Problem to work on :: Please report every line in the material below where the word "black" is found.

▼

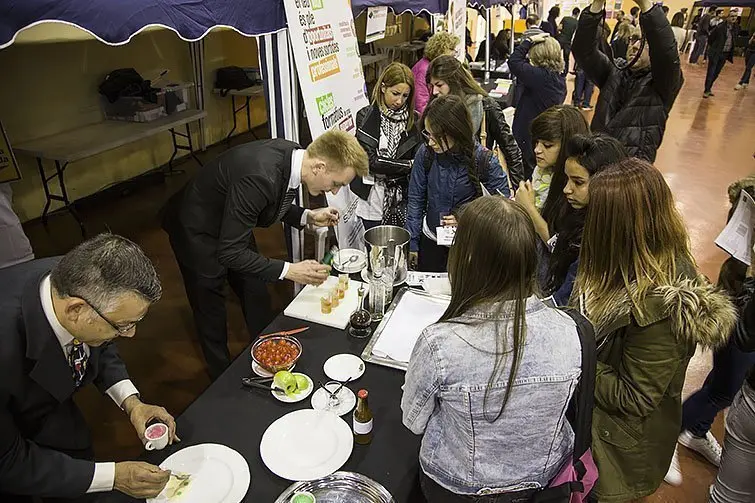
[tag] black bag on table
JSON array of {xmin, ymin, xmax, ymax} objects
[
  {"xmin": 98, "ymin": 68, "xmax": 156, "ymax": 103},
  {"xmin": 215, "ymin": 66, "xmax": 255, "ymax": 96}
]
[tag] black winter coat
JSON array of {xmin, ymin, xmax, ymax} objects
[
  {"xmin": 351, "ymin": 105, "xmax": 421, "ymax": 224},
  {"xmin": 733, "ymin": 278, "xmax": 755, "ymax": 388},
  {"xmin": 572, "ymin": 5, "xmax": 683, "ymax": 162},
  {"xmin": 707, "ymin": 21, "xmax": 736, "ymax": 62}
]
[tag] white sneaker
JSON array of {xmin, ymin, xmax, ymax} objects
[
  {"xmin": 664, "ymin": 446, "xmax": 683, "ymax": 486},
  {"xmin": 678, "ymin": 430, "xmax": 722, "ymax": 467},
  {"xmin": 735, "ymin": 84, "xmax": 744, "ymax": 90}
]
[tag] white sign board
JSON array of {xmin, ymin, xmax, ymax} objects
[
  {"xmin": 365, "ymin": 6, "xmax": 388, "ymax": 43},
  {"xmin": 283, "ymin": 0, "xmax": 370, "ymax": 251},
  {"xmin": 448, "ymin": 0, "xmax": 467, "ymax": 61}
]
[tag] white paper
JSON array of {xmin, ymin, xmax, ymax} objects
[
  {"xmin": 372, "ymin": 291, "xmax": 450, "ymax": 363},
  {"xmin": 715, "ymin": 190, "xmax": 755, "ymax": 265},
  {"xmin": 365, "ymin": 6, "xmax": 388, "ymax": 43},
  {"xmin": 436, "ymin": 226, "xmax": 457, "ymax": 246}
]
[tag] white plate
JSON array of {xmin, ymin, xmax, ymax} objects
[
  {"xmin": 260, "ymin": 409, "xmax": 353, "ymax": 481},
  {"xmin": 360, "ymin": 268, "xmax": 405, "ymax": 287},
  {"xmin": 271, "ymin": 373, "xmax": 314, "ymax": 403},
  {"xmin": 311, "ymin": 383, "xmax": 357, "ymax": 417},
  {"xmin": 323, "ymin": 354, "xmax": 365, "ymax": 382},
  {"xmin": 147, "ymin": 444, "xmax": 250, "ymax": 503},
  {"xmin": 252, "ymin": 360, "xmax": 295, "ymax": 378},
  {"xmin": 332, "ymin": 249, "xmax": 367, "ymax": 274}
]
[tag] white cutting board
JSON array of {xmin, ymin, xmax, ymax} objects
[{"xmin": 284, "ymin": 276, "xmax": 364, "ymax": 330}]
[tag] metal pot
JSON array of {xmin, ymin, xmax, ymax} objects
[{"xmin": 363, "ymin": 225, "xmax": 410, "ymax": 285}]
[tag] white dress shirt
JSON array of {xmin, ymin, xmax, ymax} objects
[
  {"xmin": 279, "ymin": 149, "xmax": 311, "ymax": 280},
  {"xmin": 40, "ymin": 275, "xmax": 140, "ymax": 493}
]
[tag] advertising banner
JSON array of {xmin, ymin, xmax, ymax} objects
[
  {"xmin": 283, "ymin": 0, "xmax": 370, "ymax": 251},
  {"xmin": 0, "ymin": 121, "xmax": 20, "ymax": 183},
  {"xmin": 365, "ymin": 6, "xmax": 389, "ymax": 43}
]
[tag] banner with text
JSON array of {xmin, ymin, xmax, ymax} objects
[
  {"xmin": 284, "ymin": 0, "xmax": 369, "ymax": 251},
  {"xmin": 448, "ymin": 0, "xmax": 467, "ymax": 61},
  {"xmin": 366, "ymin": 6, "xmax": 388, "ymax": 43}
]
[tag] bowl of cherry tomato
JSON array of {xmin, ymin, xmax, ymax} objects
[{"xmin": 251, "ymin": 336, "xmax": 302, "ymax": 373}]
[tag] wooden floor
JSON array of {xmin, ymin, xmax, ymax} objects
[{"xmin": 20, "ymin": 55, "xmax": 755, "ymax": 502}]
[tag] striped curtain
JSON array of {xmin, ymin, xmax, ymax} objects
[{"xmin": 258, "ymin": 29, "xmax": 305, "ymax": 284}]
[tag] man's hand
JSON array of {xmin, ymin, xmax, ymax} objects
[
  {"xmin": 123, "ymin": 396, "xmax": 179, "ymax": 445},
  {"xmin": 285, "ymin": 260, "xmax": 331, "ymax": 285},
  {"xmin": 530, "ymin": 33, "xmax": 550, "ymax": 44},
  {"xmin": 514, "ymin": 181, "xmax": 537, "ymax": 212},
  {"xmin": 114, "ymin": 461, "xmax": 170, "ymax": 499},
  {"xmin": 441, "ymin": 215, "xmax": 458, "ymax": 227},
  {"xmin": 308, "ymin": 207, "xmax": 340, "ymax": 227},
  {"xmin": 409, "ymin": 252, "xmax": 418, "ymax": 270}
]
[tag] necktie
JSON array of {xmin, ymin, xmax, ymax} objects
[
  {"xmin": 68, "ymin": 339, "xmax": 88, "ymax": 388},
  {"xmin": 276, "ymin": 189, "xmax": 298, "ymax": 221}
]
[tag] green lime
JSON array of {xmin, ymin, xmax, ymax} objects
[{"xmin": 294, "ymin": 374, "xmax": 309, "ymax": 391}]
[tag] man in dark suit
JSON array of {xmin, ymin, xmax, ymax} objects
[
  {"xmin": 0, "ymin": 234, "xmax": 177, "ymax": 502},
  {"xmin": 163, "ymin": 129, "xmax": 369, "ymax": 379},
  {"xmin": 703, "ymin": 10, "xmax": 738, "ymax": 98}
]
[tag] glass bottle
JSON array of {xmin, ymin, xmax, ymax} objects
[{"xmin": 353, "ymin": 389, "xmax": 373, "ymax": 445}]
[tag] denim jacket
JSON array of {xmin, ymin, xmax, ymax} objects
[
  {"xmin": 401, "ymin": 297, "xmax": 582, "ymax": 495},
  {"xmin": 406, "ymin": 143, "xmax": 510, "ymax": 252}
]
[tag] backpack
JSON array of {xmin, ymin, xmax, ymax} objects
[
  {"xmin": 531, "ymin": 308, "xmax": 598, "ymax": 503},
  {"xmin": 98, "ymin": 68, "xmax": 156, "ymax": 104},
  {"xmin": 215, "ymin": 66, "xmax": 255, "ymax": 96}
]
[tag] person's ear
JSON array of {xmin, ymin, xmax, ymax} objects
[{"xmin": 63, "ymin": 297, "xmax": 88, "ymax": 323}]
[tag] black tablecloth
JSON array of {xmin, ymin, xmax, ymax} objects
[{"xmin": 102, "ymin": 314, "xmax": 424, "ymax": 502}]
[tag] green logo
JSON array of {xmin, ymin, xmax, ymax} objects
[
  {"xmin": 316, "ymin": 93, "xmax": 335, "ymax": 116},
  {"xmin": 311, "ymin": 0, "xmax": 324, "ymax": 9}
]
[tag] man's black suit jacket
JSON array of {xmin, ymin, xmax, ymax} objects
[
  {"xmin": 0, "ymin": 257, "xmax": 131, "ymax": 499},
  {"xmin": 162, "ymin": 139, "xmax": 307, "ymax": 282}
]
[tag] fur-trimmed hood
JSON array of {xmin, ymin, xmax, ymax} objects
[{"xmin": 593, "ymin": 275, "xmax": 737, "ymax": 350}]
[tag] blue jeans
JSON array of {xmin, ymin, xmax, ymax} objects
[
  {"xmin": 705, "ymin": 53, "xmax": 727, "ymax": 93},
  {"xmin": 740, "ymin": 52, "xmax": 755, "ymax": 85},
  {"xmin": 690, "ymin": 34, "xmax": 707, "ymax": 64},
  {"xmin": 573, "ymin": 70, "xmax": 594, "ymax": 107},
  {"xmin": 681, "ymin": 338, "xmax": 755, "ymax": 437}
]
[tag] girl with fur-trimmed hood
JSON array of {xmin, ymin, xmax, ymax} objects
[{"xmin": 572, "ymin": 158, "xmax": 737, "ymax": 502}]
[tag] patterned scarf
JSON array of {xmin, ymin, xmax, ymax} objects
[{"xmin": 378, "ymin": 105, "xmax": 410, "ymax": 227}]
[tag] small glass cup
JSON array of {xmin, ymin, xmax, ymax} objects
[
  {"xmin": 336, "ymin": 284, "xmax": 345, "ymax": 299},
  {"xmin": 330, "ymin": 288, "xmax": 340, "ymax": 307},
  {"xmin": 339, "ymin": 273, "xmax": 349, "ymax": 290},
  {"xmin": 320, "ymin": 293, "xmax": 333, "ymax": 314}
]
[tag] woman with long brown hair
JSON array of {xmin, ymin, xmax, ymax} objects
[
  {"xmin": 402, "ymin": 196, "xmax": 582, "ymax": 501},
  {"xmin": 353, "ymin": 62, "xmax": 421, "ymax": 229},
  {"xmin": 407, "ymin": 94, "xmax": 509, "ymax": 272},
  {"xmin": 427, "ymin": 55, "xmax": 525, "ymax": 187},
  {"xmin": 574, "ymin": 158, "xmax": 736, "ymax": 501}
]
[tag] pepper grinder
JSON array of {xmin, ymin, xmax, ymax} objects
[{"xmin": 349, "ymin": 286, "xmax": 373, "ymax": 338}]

▲

Solution to this task ::
[tag] black bag on table
[tag] black winter coat
[tag] black tablecloth
[tag] man's black suit jacket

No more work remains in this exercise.